* SECTION DE TEXTE
Privés de Japon donc, nous avons résolu, Ji et moi, d’être heureux bien sûr comme écrivait André Gide, mais surtout de panser et compenser notre frustration avec un minitrip sicilien. Notre oiseau d’acier irlandais devait se poser à Trapani. Mais en cette dernière semaine de mars, c’est le printemps youpie et c’est la guerre youpie ! Guerre civile là-bas, subite autant qu’étrange pandémie arabe de démocratite aiguë. Guerre si vile ici où la Belgique, traditionnelle pourvoyeuse d’armes de Khadafi, dégaine soudain ses trois (3 ?) F-16 pour lui casser la gueule. Émétique réalpolitik !

29 mars. Real ou pas la politique comme la guerre s’occupent de vous même si vous n’en avez cure. Et les militaires, occupant Trapani pour l’hallali, sus à Khadafi !, nous ont déroutés sur Palerme. Sans doute belle et majestueuse par le passé la capitale semble crouler aujourd’hui sous la pauvreté, la décrépitude. Cette cité aux allures parfois phocéennes ou cairotes continue cependant de charmer. D’autres avant nous ont débarqué ici qui arrivaient par la mer et non par les airs. En vrac, Romains et Grecs, Vandales et Phéniciens, Arabes et Normands, Espagnols… jusque Garibaldi, révolutionnaire italien, qui rattacha la Sicile au continent milieu 19ème et acheva ainsi de dessiner sur la carte un grand pied à la botte. Cathédrale, palais et jardins, fragments de muraille et de porte, colonnes et bouts d’allées romaines, semés à la volée, témoignent de cette histoire tourmentée.

« Le commerce des hommes et la visite des pays étrangers sont merveilleusement propres à l’éducation. Voyager me semble un exercice profitable. L’âme s’y exerce à remarquer des choses nouvelles et inconnues ».

* ENREGISTREMENTS
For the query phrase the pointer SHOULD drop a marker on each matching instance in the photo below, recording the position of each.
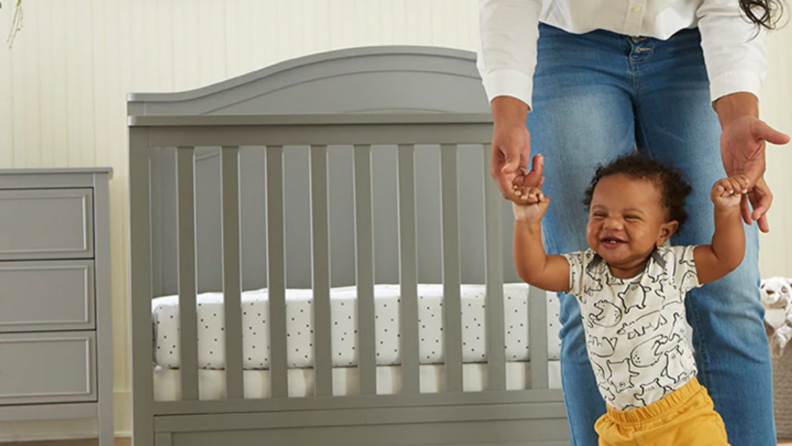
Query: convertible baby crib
(320, 257)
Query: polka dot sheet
(300, 333)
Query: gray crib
(330, 176)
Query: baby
(631, 287)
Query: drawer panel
(51, 295)
(47, 367)
(46, 224)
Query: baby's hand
(531, 204)
(728, 192)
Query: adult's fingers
(763, 131)
(502, 173)
(761, 200)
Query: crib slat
(187, 283)
(452, 319)
(537, 337)
(365, 270)
(496, 339)
(232, 278)
(408, 257)
(276, 277)
(321, 272)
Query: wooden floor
(128, 442)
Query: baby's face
(626, 220)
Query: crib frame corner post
(140, 285)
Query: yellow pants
(684, 417)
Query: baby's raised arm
(534, 266)
(727, 249)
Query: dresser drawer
(47, 367)
(46, 224)
(50, 295)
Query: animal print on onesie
(635, 328)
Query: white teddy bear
(776, 297)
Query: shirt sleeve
(576, 269)
(506, 56)
(734, 49)
(685, 274)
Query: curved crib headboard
(390, 79)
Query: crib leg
(163, 439)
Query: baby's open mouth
(611, 242)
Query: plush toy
(776, 297)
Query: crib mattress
(300, 335)
(211, 383)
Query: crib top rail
(320, 129)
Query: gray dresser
(55, 315)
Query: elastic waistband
(668, 403)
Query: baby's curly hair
(672, 184)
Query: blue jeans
(597, 96)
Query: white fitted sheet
(211, 383)
(299, 310)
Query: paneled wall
(64, 81)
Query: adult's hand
(511, 148)
(743, 146)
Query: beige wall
(63, 87)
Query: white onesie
(635, 328)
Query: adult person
(583, 81)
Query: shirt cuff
(512, 83)
(735, 81)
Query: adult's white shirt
(734, 48)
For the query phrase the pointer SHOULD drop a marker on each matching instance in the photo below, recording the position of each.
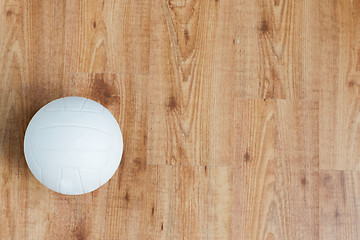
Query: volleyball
(73, 145)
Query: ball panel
(70, 138)
(97, 121)
(51, 178)
(82, 169)
(70, 182)
(72, 159)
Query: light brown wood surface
(240, 118)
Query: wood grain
(339, 205)
(191, 94)
(339, 102)
(183, 202)
(275, 184)
(239, 118)
(107, 36)
(275, 45)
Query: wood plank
(119, 205)
(275, 184)
(107, 36)
(276, 44)
(183, 202)
(191, 92)
(339, 205)
(19, 61)
(339, 101)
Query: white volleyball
(73, 145)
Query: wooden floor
(241, 119)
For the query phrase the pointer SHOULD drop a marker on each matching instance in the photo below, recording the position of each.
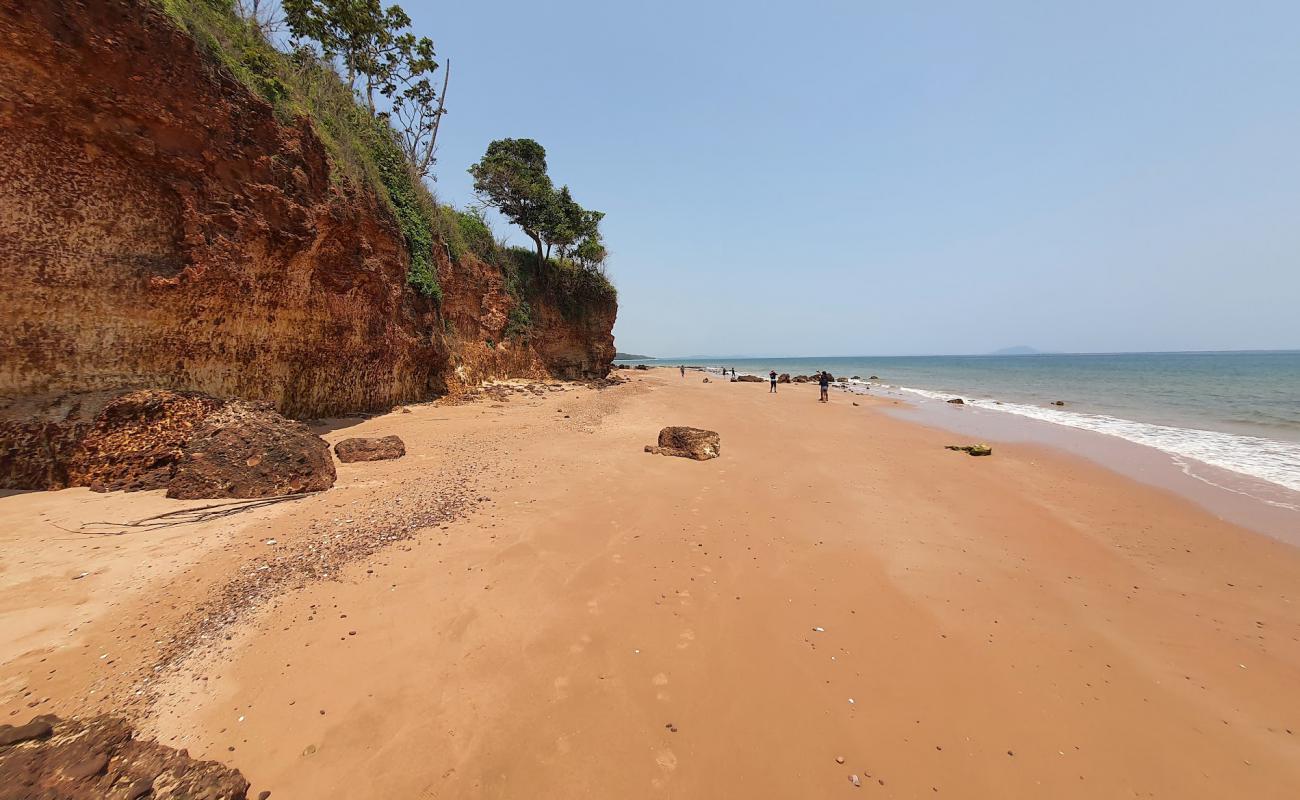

* CONSIGNE
Reproduisez mot pour mot le passage du récit de voyage en Sicile qui va de « 29 mars. Real » à « cette histoire tourmentée. ». Les enregistrements ne servent à rien ici.

* RÉSULTAT
29 mars. Real ou pas la politique comme la guerre s’occupent de vous même si vous n’en avez cure. Et les militaires, occupant Trapani pour l’hallali, sus à Khadafi !, nous ont déroutés sur Palerme. Sans doute belle et majestueuse par le passé la capitale semble crouler aujourd’hui sous la pauvreté, la décrépitude. Cette cité aux allures parfois phocéennes ou cairotes continue cependant de charmer. D’autres avant nous ont débarqué ici qui arrivaient par la mer et non par les airs. En vrac, Romains et Grecs, Vandales et Phéniciens, Arabes et Normands, Espagnols… jusque Garibaldi, révolutionnaire italien, qui rattacha la Sicile au continent milieu 19ème et acheva ainsi de dessiner sur la carte un grand pied à la botte. Cathédrale, palais et jardins, fragments de muraille et de porte, colonnes et bouts d’allées romaines, semés à la volée, témoignent de cette histoire tourmentée.